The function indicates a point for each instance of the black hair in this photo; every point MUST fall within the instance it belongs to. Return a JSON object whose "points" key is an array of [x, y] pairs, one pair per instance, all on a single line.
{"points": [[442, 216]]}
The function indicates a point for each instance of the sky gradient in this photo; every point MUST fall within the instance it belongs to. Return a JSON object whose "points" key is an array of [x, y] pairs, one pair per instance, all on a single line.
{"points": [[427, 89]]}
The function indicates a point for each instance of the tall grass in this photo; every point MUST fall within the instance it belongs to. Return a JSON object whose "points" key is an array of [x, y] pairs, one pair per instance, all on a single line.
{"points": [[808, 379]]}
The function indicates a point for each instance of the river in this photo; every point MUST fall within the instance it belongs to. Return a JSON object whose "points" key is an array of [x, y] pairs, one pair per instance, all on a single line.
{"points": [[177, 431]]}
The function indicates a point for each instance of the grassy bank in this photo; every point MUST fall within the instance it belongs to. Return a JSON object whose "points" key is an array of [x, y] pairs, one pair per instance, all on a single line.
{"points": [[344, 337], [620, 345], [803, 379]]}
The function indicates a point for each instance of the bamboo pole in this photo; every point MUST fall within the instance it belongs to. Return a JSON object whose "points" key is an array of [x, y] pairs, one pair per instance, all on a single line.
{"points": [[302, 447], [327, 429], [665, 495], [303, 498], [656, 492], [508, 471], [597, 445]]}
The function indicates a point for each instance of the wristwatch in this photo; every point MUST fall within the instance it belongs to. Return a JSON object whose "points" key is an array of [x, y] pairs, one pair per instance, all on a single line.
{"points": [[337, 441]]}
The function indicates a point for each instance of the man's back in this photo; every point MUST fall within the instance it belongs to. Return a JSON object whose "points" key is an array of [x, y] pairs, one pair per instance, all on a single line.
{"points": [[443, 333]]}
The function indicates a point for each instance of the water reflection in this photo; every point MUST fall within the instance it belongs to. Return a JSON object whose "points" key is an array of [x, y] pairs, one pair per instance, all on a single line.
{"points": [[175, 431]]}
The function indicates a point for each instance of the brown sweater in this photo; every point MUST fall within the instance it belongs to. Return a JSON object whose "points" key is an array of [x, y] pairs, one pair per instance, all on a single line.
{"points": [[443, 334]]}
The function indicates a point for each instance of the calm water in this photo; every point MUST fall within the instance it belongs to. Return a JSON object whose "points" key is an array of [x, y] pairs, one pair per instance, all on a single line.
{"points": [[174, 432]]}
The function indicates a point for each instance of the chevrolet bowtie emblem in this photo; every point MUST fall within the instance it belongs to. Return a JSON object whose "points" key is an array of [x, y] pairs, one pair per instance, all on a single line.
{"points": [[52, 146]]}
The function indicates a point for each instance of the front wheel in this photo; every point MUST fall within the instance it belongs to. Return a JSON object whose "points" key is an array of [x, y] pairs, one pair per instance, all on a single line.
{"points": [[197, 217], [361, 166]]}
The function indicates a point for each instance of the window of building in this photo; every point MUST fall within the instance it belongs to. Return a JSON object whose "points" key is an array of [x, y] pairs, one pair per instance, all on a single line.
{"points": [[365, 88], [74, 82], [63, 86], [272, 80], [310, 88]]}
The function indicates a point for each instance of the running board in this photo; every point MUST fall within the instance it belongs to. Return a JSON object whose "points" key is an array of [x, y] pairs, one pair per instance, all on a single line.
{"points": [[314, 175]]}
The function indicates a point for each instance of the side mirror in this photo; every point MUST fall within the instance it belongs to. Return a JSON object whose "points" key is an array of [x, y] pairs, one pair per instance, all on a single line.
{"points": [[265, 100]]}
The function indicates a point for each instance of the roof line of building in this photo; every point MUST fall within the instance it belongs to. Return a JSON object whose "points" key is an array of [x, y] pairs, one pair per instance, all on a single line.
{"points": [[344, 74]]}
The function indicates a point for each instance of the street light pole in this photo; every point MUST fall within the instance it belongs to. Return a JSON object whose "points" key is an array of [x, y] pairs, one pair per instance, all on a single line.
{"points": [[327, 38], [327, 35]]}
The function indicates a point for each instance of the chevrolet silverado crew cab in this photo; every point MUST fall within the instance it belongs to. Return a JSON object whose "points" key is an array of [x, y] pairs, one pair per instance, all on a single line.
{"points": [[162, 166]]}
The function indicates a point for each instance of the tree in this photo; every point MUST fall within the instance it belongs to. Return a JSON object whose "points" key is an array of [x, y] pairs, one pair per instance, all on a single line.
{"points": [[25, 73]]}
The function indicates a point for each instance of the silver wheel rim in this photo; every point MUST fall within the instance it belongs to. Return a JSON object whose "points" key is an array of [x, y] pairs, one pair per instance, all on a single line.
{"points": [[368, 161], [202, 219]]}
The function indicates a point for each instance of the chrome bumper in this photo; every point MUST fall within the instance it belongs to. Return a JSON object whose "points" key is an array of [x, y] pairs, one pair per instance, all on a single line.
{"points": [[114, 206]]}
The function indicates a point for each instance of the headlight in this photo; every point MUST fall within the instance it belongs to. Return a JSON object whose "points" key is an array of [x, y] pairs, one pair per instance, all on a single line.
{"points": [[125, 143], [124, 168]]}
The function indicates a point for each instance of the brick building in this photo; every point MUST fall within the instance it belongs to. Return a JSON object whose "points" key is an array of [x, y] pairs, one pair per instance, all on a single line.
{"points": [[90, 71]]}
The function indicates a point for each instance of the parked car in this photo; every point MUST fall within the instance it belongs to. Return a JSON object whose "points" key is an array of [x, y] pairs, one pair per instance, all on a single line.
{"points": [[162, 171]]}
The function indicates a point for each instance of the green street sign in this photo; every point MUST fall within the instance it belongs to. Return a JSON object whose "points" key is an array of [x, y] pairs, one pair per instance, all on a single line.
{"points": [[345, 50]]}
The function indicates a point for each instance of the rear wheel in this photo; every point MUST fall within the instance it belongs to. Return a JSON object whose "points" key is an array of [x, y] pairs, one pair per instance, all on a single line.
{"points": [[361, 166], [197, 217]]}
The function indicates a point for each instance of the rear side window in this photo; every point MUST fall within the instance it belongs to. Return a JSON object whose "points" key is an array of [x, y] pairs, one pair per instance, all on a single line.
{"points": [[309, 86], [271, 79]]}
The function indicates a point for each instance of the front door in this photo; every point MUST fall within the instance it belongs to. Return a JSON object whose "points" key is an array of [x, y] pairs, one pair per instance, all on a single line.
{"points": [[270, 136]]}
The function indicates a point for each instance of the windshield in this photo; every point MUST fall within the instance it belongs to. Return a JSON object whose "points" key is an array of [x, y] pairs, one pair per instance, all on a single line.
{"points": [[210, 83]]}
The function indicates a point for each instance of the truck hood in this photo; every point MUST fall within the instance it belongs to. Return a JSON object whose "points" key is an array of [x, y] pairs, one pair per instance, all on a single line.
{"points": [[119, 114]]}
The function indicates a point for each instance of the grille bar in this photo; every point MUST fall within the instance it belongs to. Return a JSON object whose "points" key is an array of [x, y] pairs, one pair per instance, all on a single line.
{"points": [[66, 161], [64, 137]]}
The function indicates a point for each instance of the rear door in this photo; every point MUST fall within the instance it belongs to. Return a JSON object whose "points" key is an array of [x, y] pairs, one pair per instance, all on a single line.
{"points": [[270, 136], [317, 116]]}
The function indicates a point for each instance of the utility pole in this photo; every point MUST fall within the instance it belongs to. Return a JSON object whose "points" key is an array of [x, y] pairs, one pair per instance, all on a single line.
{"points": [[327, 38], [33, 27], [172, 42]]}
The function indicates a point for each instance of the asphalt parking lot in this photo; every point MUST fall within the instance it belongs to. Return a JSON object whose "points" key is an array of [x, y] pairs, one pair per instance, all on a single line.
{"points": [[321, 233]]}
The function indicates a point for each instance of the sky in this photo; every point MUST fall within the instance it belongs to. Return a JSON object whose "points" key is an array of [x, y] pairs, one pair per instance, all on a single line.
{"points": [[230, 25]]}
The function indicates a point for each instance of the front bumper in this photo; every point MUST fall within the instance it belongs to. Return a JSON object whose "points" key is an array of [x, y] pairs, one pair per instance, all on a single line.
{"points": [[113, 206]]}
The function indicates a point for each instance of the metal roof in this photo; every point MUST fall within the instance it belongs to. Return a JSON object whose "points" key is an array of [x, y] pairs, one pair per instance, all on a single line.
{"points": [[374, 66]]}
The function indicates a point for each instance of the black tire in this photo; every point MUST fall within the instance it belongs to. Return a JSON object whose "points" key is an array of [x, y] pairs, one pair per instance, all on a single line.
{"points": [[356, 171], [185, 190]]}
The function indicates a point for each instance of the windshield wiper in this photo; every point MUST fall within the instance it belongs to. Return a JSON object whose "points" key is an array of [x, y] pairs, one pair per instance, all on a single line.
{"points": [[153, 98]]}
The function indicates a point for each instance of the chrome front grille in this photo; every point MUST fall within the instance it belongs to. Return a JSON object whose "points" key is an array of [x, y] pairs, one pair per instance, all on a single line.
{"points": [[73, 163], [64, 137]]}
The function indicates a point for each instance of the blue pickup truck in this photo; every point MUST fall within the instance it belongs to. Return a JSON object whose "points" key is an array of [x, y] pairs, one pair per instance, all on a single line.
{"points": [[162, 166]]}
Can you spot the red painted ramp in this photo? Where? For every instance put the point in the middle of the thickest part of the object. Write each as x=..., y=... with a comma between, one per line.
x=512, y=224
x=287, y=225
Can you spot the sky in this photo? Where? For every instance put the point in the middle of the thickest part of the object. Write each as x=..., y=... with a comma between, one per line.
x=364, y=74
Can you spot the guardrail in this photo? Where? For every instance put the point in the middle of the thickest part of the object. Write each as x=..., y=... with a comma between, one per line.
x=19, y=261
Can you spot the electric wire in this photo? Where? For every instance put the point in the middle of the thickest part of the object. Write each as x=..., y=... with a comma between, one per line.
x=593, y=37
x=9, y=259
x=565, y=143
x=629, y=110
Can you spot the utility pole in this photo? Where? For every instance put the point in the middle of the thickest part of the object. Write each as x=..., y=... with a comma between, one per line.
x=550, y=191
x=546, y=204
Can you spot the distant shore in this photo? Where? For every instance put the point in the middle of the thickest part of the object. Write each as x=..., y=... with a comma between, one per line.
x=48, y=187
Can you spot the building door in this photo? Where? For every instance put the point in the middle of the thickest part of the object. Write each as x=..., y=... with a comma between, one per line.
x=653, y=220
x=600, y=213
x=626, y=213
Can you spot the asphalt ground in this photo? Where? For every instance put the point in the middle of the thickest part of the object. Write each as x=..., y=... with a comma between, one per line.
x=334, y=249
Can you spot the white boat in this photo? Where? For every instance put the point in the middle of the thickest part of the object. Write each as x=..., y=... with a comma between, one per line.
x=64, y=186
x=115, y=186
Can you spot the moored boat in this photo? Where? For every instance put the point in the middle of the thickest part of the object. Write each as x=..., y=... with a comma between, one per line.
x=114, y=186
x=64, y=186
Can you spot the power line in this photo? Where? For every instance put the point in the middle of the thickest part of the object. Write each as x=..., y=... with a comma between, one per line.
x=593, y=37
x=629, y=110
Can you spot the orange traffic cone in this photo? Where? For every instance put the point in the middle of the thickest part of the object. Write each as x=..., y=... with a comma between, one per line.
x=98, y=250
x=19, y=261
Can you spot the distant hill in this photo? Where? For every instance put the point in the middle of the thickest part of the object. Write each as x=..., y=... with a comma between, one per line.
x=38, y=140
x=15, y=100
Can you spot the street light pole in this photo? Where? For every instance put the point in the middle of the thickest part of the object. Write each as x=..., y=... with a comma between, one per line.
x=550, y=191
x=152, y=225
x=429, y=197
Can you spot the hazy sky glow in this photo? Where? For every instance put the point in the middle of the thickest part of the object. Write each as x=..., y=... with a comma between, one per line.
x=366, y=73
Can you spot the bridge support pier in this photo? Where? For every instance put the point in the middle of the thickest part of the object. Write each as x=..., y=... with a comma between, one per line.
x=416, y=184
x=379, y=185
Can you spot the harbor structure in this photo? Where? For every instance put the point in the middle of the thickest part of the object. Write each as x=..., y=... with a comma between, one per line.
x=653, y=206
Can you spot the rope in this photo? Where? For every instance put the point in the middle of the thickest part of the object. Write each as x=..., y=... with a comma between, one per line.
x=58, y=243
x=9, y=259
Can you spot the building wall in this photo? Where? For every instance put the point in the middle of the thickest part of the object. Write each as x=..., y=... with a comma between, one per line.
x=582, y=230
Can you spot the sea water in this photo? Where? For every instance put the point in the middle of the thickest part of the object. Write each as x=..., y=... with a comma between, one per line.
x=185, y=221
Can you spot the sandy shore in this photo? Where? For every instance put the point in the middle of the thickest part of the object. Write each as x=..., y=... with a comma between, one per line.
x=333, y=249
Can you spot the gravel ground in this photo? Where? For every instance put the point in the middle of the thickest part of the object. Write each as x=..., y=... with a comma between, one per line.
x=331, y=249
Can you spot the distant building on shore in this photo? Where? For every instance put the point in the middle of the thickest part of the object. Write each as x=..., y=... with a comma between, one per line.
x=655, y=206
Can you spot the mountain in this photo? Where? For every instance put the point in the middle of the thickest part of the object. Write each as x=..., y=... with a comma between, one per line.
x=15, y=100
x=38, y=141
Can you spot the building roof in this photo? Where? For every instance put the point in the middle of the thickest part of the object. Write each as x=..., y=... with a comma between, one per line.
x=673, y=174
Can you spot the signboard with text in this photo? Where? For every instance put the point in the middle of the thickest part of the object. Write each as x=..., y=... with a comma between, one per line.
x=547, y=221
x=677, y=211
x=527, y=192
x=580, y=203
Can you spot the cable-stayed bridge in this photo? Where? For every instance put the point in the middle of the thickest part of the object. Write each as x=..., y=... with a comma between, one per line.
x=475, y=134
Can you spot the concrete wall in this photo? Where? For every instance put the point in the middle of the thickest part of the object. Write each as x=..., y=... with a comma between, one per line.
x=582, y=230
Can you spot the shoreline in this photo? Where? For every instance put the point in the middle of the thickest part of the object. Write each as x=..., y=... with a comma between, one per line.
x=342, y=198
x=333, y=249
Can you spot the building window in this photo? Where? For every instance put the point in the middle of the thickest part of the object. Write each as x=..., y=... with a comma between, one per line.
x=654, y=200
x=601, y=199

• WORK REQUEST
Transcribe exactly, and only, the lines from the one bearing "Can you spot the mountain" through the last line of the entries, counting both.

• RESPONSE TO THIS EXERCISE
Can you spot the mountain in this photo? Where? For every instance put the point in the middle of the thickest part of the object. Write each as x=..., y=... with a comma between, one per line.
x=15, y=100
x=38, y=141
Can you spot the building roof in this photo? Where? For every instance put the point in the middle of the thickest part of the object. Write each as x=..., y=... with a comma between, one per line.
x=673, y=174
Can you spot the signboard with text in this photo? Where? For every instance put the point in the middle of the thickest part of the object. Write each as x=..., y=... with a comma between, one per line.
x=547, y=221
x=677, y=211
x=527, y=192
x=580, y=203
Can you spot the cable-stayed bridge in this photo? Where? For every instance put the point in the middle of the thickest part of the object. Write each as x=..., y=... with a comma between, one per line.
x=475, y=134
Can you spot the concrete wall in this photo? Where? For every instance put the point in the middle of the thickest part of the object. Write each as x=..., y=... with a comma between, one per line.
x=582, y=230
Can you spot the shoreline in this photo? Where? For every instance put the point in the middle of the thickest part of the object. Write each as x=..., y=... with a comma between, one per line.
x=342, y=198
x=333, y=249
Can you spot the building window in this photo? Where? For every instance put the point in the middle of the thickest part of the object. Write each as x=..., y=... with a comma between, one per line.
x=654, y=200
x=601, y=199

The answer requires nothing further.